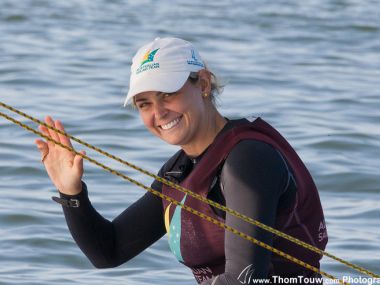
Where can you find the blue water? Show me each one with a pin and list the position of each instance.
(311, 68)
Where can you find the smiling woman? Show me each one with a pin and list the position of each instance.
(243, 164)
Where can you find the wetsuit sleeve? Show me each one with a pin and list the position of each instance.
(253, 178)
(111, 243)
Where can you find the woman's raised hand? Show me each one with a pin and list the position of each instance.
(64, 167)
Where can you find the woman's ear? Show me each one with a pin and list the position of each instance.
(205, 81)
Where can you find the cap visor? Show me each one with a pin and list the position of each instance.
(161, 82)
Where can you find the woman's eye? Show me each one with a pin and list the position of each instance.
(142, 105)
(167, 95)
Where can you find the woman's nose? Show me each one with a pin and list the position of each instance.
(160, 111)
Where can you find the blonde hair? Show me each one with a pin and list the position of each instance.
(217, 85)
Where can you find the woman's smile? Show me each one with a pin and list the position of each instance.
(171, 124)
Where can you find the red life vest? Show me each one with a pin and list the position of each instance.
(199, 244)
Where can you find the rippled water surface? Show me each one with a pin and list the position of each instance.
(310, 68)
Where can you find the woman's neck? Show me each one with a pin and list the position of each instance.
(213, 125)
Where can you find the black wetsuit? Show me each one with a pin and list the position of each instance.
(257, 190)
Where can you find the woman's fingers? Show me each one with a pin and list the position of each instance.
(53, 134)
(43, 148)
(63, 139)
(78, 163)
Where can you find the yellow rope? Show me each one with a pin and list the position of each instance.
(175, 202)
(199, 197)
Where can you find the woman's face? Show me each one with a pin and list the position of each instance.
(175, 117)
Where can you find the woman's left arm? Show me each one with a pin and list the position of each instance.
(253, 178)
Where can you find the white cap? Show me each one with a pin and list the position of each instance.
(163, 65)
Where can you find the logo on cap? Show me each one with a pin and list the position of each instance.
(147, 58)
(194, 60)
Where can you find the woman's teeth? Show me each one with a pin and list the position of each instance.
(170, 125)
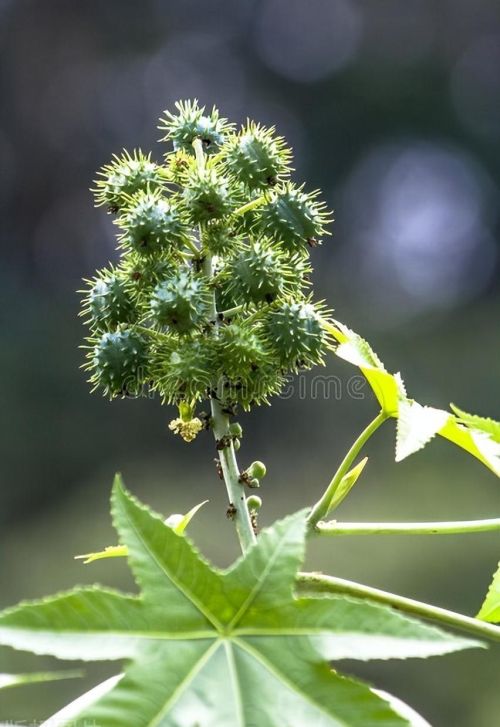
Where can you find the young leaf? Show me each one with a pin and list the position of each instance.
(388, 388)
(228, 648)
(490, 610)
(486, 425)
(416, 426)
(474, 441)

- _What you will do_
Leave every picture out and copy precisely the lines from the one containing "Where can you find the woman's neck?" through the last line of the data above, both ends included.

- _Expected output_
Where can you find the woman's neck? Show me each one with a pin and list the position of each instance.
(213, 125)
Where can you find the black wetsuit? Show me each one with a pin and list the position of each instance.
(257, 190)
Where can you find the woman's fingers? Show me each one with a pin and list the position of each instance.
(53, 134)
(43, 148)
(63, 139)
(78, 163)
Where can you find the yellow rope? Show me each one with a pin and list the position of each instance.
(175, 202)
(199, 197)
Where can you find the woman's face? Show me each one with a pin and list the position of each instance.
(175, 117)
Where can you find the woman's left arm? Show me each one with a pin and list the position of each instance.
(253, 178)
Where can you find the white cap? Show me each one with a pin and list the position of each instance.
(163, 65)
Where can you find the logo on cap? Show me each one with a pin and list the position of each instance.
(147, 58)
(194, 60)
Where can you find the woman's teeth? Show me each one with a pin and list the position of each instance.
(170, 125)
Where can you find the young leaf? Show me each one with a pin and list the position of each instance.
(388, 388)
(228, 648)
(490, 610)
(486, 425)
(416, 426)
(474, 441)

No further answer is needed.